According to a recent press release by DermaNetwork.org, more than 20 states currently have legislation pending about restricting tanning bed usage. Of these states, two – Arkansas and Mississippi – signed into law new legislation to restrict access for minors under 14 to tanning salons in March of 2009, and one – Montana – failed to get such legislation passed in May 2009.
Tanning beds do in fact pose a substantial risk to minors, even more so than to adults. According to the American Academy of Dermatology, an estimated 80 percent of sun damage occurs before age 18. Given the fact that the average tanning bed (or other artificial UV light source) provides approximately three times the DNA-damaging long-wavelength UVA rays (192.1 W/m2 on average) than the sun, it is easy to see why use of tanning beds in youth is particularly alarming. In addition, this 2005 study in Cancer Epidemiology, Biomarkers, & Prevention confirms that use of tanning beds prior to age 18 significantly increases a patient’s risk of malignant melanoma later in life. In the study, it was confirmed that both earlier use of tanning beds and regular use of tanning beds throughout youth substantially increased cancer risk. With approximately 10,500 American lives lost to skin cancer each year, it is no wonder that restrictive legislation looks so promising.

Data items:
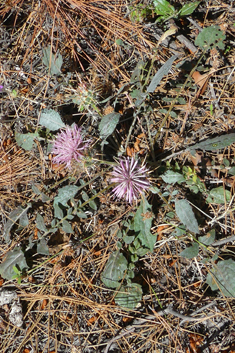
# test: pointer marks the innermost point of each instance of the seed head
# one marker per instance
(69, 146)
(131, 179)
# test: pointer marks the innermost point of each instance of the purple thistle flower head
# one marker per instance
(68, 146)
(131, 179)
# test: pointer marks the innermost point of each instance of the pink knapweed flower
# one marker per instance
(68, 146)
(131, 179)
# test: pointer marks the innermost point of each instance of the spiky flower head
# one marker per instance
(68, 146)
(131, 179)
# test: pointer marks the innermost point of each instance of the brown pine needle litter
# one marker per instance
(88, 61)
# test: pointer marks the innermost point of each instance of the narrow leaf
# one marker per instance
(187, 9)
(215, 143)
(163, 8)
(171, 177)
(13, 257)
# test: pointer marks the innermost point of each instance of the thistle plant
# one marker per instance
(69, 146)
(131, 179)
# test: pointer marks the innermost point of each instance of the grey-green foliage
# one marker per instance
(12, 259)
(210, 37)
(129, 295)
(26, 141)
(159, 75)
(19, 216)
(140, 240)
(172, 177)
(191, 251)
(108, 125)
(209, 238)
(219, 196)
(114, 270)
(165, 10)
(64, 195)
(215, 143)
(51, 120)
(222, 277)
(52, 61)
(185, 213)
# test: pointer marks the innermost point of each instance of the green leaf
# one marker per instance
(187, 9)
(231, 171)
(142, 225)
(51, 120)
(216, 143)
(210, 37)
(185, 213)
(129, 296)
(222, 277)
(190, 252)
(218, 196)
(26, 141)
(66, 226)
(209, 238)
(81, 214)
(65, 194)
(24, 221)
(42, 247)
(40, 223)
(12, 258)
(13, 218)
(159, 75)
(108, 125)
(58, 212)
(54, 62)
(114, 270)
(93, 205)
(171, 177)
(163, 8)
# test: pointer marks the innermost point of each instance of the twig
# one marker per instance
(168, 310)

Check your understanding ::
#1 Condense the paragraph of the tanning bed article that begins "According to a recent press release" into a short bulleted list that keeps its main facts.
#2 Answer these questions from the tanning bed article:
(a) Which two states signed new tanning restrictions into law in March 2009?
(b) According to the American Academy of Dermatology, what estimated percentage of sun damage occurs before age 18?
(c) About how many American lives are lost to skin cancer each year?

Responses for each task ::
#1
- Per a DermaNetwork.org press release, more than 20 states have pending legislation restricting tanning bed use.
- In March 2009, Arkansas and Mississippi signed laws restricting access to tanning salons for minors under 14.
- In May 2009, Montana failed to pass similar legislation.

#2
(a) Arkansas and Mississippi
(b) 80 percent
(c) Approximately 10,500